[Task directions] Within these entries, which lines include the string "blurred"? Copy each one.

Point-per-instance localization data
______________________________

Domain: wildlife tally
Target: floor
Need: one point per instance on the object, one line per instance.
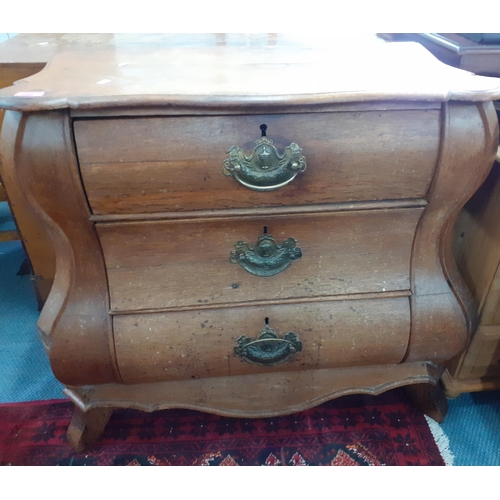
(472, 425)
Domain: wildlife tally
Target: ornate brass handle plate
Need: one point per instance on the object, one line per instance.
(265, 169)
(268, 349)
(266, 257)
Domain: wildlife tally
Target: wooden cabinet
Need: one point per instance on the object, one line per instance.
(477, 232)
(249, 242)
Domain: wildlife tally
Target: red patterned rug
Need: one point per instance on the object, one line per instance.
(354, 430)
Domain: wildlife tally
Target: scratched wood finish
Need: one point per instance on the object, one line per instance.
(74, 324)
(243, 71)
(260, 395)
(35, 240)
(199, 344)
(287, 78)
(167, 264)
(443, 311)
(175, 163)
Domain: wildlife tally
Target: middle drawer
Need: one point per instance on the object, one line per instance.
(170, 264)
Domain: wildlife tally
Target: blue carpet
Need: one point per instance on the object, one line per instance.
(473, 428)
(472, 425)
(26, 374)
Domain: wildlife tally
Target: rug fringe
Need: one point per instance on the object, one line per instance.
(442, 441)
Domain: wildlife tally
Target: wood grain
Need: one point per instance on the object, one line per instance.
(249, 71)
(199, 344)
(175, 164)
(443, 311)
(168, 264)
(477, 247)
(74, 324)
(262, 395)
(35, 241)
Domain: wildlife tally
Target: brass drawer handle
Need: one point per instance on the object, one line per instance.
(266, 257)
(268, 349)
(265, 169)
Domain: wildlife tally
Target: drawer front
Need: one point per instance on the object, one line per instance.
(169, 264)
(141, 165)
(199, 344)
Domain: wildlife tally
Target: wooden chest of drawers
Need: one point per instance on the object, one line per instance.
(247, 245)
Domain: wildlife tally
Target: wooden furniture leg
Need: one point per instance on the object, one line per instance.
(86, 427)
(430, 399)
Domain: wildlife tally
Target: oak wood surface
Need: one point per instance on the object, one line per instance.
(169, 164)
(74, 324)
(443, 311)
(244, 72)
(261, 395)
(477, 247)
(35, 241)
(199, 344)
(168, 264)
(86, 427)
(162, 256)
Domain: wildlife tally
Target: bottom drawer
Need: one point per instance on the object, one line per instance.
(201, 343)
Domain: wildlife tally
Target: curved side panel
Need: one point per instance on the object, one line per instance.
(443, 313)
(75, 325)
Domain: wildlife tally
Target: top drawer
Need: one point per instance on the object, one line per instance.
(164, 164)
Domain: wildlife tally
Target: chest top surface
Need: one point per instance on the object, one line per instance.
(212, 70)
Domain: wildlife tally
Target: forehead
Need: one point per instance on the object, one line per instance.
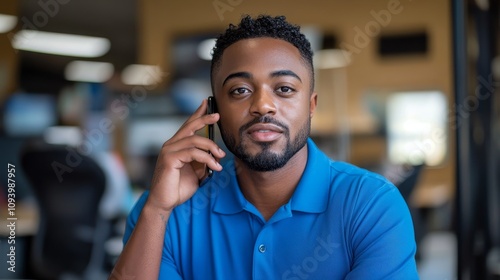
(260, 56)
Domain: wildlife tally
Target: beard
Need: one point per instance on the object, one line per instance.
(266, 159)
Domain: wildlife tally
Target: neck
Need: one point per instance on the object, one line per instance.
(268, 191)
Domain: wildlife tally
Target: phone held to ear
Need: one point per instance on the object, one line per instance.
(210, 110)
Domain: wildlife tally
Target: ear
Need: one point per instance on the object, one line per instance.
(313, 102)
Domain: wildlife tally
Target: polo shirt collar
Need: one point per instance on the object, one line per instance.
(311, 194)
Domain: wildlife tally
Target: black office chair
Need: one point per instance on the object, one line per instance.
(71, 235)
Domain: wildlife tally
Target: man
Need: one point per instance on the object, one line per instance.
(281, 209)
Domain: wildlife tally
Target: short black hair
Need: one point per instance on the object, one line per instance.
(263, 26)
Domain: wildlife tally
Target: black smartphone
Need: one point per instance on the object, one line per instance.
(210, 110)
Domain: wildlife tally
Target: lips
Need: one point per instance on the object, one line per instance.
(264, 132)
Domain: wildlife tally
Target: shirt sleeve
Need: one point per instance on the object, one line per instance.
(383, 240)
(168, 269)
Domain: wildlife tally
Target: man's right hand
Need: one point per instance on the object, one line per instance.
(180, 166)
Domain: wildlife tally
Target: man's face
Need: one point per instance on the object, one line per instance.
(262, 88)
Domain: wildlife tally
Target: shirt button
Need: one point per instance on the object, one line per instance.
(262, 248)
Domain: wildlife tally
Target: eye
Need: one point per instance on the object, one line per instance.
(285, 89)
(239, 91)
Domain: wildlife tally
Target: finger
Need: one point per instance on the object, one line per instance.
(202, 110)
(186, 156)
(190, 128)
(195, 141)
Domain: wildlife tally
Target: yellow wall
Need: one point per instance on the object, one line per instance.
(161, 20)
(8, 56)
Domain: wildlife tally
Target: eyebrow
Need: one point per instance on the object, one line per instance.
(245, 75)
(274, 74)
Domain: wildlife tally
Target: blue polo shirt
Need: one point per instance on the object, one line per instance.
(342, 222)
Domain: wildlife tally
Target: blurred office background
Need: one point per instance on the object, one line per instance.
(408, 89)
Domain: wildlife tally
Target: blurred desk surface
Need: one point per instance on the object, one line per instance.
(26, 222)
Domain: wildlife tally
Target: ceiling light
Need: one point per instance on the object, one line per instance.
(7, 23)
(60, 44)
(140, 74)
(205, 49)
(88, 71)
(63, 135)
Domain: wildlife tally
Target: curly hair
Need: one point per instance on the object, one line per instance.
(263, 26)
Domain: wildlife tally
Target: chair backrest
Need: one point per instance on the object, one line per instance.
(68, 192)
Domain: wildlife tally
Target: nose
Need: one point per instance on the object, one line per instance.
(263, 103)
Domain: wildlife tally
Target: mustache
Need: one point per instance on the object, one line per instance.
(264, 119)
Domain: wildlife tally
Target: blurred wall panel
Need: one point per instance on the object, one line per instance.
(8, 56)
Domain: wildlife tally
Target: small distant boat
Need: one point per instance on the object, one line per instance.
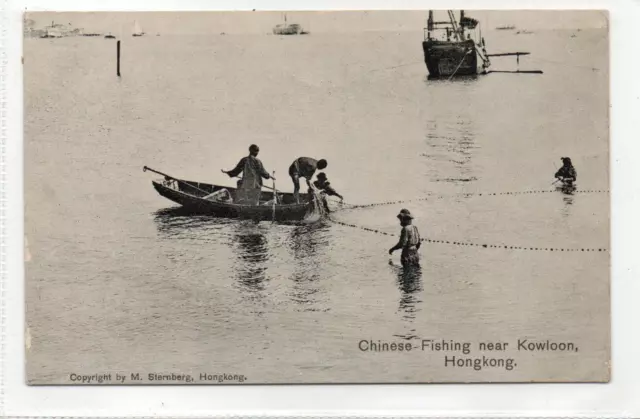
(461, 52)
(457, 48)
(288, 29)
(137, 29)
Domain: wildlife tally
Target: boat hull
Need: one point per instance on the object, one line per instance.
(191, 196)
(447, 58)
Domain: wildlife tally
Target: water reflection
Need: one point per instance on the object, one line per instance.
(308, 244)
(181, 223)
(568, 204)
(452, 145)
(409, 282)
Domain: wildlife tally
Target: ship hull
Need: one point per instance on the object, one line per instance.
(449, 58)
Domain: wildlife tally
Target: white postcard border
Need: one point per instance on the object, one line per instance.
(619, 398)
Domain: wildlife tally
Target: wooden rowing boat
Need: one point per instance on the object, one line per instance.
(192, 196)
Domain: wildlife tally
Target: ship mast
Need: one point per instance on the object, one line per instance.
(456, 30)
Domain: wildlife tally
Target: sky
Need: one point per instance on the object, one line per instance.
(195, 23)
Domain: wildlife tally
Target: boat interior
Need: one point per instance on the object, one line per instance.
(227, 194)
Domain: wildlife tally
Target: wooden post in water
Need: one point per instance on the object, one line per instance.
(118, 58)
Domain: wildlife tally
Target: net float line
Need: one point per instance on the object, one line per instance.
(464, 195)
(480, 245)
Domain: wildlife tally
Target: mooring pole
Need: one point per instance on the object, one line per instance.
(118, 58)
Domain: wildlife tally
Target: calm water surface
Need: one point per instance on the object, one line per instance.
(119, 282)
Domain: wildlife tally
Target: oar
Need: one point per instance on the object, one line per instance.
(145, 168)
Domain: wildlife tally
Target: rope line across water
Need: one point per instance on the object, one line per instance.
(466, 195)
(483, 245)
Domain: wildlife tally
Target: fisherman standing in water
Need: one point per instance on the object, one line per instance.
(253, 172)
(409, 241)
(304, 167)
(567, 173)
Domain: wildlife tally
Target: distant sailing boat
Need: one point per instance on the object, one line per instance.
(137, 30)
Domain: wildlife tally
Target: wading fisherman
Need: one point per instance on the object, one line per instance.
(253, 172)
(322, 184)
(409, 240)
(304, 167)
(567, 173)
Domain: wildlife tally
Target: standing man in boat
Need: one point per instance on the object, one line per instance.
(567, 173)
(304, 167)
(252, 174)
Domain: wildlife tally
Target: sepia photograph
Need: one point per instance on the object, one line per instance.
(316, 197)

______________________________

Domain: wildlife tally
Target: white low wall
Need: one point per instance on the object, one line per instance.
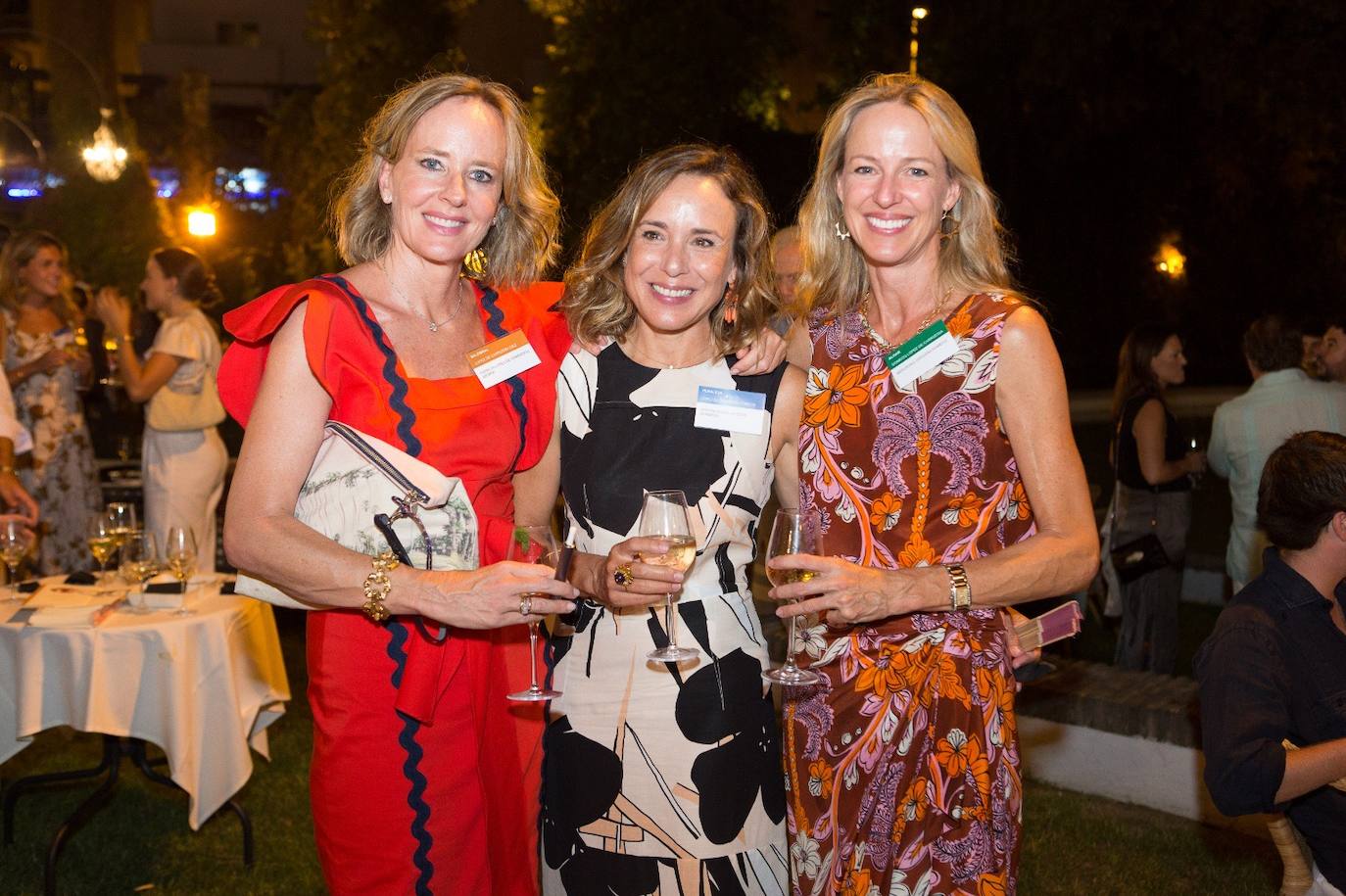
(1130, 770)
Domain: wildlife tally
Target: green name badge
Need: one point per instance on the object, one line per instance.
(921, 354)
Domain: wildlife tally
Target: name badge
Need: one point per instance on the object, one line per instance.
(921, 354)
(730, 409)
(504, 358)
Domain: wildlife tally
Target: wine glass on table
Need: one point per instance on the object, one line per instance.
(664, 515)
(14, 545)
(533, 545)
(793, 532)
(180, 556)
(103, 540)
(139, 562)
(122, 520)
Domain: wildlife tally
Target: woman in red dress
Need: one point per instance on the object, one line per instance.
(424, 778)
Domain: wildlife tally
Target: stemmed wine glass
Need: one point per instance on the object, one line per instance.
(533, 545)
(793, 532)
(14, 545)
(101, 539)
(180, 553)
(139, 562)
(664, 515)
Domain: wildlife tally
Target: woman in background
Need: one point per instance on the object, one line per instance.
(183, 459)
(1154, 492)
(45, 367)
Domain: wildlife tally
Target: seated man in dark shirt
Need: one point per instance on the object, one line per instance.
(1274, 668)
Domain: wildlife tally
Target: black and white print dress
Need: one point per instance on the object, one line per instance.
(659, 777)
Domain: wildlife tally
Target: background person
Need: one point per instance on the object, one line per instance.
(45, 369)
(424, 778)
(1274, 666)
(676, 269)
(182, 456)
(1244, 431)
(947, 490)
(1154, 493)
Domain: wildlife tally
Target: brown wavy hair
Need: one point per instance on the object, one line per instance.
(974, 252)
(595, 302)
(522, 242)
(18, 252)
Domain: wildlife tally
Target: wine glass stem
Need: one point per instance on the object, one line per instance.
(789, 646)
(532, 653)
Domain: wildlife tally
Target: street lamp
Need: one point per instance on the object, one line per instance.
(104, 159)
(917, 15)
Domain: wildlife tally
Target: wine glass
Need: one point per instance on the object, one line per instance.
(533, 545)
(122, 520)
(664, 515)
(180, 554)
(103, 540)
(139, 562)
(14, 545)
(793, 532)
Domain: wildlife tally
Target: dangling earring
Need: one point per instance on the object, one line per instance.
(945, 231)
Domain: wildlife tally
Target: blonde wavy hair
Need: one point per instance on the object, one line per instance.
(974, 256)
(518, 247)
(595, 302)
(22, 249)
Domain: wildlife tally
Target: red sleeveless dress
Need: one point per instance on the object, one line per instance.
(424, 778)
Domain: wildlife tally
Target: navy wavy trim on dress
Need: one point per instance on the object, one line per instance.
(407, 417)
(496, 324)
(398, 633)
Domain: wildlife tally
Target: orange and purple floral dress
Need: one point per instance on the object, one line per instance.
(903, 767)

______________________________

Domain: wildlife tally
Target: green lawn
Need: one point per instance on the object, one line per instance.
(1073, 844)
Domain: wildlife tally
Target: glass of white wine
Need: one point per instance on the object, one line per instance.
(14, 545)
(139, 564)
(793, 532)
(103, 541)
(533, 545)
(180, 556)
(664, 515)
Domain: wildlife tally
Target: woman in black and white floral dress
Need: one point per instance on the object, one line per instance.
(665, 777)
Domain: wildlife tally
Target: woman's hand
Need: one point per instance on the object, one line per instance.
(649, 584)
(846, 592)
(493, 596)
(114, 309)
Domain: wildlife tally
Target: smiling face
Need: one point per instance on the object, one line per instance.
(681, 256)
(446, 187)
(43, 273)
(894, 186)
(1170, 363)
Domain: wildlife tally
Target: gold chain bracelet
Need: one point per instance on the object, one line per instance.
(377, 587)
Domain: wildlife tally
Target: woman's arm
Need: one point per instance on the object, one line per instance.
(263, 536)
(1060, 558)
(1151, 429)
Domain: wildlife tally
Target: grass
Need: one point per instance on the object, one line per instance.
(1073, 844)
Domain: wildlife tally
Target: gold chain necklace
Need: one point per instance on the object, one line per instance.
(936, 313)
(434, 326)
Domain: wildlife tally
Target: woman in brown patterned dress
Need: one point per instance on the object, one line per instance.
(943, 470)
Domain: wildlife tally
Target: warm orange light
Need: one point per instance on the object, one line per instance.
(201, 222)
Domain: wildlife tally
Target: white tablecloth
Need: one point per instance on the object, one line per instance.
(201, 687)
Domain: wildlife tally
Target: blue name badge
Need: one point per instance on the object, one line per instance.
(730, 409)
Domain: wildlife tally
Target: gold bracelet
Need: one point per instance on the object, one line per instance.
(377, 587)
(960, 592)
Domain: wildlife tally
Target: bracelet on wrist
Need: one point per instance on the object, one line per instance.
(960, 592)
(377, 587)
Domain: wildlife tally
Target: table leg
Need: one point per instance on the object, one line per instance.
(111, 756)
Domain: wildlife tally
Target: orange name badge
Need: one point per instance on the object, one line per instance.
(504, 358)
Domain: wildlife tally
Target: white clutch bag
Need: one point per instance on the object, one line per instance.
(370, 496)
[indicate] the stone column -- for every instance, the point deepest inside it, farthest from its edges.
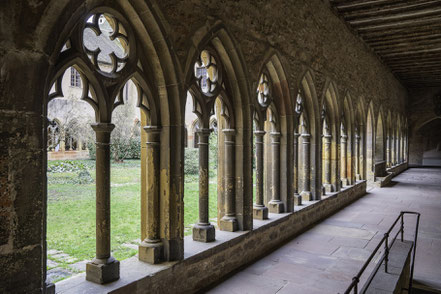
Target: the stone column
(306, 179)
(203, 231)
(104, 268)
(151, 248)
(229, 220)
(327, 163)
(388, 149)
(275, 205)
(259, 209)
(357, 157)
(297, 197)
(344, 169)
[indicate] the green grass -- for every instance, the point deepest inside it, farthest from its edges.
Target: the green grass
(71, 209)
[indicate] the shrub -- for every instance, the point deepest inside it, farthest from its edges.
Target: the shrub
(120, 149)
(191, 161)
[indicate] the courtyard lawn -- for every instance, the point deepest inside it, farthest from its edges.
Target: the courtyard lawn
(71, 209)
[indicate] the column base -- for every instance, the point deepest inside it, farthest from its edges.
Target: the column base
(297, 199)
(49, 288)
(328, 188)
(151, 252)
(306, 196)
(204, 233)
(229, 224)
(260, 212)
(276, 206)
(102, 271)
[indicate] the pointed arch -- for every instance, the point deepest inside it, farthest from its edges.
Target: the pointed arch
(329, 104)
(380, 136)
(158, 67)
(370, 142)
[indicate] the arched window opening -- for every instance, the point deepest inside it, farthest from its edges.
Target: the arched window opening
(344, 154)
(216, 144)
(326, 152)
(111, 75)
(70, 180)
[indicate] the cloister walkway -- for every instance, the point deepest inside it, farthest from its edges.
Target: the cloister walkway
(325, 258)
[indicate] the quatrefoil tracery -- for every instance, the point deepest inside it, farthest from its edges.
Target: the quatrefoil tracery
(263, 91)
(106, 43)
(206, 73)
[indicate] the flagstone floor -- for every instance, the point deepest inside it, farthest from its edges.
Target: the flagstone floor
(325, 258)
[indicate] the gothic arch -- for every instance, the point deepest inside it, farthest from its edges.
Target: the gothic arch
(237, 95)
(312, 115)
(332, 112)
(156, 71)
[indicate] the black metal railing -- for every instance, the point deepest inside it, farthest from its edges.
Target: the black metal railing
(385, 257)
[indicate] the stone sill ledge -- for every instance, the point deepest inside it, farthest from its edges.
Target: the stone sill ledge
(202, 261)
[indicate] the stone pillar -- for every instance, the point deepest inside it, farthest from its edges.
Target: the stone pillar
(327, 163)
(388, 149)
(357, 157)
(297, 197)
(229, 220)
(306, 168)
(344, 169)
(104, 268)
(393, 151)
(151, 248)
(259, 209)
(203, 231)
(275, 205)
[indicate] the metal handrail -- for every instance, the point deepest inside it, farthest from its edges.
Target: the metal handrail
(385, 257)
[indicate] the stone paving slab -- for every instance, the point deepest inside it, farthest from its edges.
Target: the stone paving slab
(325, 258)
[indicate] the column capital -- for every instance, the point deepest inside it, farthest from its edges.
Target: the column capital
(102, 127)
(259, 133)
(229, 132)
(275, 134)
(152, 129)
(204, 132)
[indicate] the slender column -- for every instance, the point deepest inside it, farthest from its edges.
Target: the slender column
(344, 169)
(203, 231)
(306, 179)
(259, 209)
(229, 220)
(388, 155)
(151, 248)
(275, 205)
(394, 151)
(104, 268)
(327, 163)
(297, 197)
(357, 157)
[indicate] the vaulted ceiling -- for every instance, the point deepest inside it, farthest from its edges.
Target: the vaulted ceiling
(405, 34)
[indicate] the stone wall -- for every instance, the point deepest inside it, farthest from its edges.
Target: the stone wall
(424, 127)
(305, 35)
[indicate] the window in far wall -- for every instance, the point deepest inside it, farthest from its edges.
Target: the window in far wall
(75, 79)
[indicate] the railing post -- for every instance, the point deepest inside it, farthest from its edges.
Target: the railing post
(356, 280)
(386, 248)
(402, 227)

______________________________

[Exercise output]
Target: blurred office background
Target: blurred desk surface
Target: blurred wall panel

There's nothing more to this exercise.